TEXT UNDER STUDY –
==================================================

I have studied science all my adult life, professionally and as an amateur. I have worked through the difficult mathematics of quantum theory and relativity to be sure that I grasped the fine details that science has so successfully discovered. I came to the conclusion that the inconsistencies that exist between the different world-views that science provides are not due to any flaws in the theories. Thus any big-picture view must be a Kuhn-like paradigm shift. Its purpose is to put the deepest findings of science in a new light that changes our understanding of existing theories without changing the theories themselves.

There are five major enigmas which, I believe, point the way to a new understanding of what exists. The concept of active matter must be rejected but even space, time and consciousness turn out to be something different from what we think they are. In the next section, I discuss each of these enigmas and explain how they steered me towards the development of a new ontology: The Freeze-frame Universe.

At the heart of the new picture of the universe lies a process. We think of the universe as a volume of space in which things (stars, rocks, people, atoms, electrons) continually exist and continuously move smoothly from one location to another. We think of any interactions among these things as events that happen to the things. Things are real; events are abstract. This idea needs to be turned completely on its head. The process produces events. Events are real; things are abstract; space and clock-time are abstract. There is a real concept of time which is the rate that the process produces events. One batch of new events is one new moment of real time. Be reassured: the process is not some mystical thing about which we know nothing. On the contrary, I believe I can show that classical, quantum and relativistic physics beautifully describe the process of the Freeze-frame Universe. What is more, they all make much more sense when seen as features of a process that produces events than they do when thought of as the intrinsic behaviour of active matter.

==================================================

AVAILABLE DATA –
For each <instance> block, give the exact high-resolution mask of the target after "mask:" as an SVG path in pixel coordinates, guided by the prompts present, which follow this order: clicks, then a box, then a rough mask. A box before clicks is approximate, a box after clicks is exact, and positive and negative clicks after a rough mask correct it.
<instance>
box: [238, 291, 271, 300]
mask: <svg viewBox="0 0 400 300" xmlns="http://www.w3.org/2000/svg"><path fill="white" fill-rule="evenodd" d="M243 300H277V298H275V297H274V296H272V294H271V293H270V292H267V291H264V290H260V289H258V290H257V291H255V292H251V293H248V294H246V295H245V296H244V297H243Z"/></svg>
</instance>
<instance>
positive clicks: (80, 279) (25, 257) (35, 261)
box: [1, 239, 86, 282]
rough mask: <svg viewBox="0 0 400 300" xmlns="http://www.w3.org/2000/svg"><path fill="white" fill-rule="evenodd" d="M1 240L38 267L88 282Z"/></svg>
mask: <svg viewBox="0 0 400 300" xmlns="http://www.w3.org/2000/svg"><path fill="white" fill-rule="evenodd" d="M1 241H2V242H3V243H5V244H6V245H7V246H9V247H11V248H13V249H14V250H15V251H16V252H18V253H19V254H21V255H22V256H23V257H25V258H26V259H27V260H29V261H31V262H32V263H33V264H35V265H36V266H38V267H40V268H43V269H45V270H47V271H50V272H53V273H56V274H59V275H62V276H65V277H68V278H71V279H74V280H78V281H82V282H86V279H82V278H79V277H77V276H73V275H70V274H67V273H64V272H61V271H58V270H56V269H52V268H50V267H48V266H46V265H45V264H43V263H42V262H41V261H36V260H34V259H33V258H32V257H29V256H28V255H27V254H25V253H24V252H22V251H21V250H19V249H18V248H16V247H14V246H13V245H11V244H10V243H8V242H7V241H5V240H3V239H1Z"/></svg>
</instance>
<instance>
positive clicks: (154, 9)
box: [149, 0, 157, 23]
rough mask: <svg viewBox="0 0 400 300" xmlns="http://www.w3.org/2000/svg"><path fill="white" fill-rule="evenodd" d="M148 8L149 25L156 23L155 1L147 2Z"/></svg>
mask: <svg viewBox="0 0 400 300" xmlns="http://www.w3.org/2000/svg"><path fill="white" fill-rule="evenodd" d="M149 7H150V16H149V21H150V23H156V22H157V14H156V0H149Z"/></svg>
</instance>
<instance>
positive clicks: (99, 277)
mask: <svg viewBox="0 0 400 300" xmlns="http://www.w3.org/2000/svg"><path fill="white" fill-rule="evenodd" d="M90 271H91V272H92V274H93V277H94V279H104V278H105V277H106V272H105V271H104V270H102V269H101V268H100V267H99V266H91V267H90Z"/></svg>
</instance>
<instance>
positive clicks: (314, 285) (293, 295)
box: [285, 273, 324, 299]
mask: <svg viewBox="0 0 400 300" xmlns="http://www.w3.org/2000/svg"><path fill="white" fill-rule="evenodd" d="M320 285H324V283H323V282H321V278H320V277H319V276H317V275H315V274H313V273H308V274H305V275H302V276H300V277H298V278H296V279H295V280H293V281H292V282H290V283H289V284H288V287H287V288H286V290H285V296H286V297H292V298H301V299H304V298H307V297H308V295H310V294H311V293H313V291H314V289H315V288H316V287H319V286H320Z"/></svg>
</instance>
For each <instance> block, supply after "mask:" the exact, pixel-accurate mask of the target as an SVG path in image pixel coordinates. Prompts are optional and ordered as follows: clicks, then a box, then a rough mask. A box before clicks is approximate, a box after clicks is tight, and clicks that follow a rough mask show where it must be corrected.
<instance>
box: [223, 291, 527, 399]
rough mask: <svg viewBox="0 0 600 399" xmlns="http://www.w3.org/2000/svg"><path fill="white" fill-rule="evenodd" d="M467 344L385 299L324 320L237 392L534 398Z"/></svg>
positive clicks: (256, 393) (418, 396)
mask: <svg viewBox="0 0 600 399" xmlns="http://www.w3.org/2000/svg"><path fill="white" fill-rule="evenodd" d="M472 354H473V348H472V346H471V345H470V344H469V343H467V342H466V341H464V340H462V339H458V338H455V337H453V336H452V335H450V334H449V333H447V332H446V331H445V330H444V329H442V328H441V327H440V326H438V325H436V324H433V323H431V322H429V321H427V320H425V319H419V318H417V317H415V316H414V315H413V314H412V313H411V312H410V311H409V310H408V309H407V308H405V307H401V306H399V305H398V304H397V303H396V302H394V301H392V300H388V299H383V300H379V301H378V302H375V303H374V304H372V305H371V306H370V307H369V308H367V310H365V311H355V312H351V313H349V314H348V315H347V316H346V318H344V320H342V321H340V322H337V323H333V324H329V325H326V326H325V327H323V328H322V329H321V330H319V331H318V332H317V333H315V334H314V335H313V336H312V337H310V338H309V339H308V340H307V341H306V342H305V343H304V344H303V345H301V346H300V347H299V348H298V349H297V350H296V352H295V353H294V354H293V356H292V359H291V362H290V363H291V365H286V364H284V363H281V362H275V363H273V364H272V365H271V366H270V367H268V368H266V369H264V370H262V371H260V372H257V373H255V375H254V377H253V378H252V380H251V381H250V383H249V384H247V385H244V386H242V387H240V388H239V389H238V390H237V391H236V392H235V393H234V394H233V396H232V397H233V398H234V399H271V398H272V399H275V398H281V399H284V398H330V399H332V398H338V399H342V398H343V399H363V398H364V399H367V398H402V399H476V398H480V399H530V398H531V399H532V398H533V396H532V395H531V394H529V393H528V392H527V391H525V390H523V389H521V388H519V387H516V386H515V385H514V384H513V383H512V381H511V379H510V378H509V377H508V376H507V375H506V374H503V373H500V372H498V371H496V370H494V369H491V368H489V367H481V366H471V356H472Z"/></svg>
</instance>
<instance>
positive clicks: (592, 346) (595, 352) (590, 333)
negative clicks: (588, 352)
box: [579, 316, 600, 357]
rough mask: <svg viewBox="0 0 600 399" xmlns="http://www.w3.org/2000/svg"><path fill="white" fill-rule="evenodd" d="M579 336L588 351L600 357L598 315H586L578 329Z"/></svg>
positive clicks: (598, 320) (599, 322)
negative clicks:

==================================================

Repeat, word for word, the portion of the Freeze-frame Universe text between "There are five" and "ontology: The Freeze-frame Universe.", inclusive. The items are not used in anything here.

ANSWER FOR THIS EXERCISE –
There are five major enigmas which, I believe, point the way to a new understanding of what exists. The concept of active matter must be rejected but even space, time and consciousness turn out to be something different from what we think they are. In the next section, I discuss each of these enigmas and explain how they steered me towards the development of a new ontology: The Freeze-frame Universe.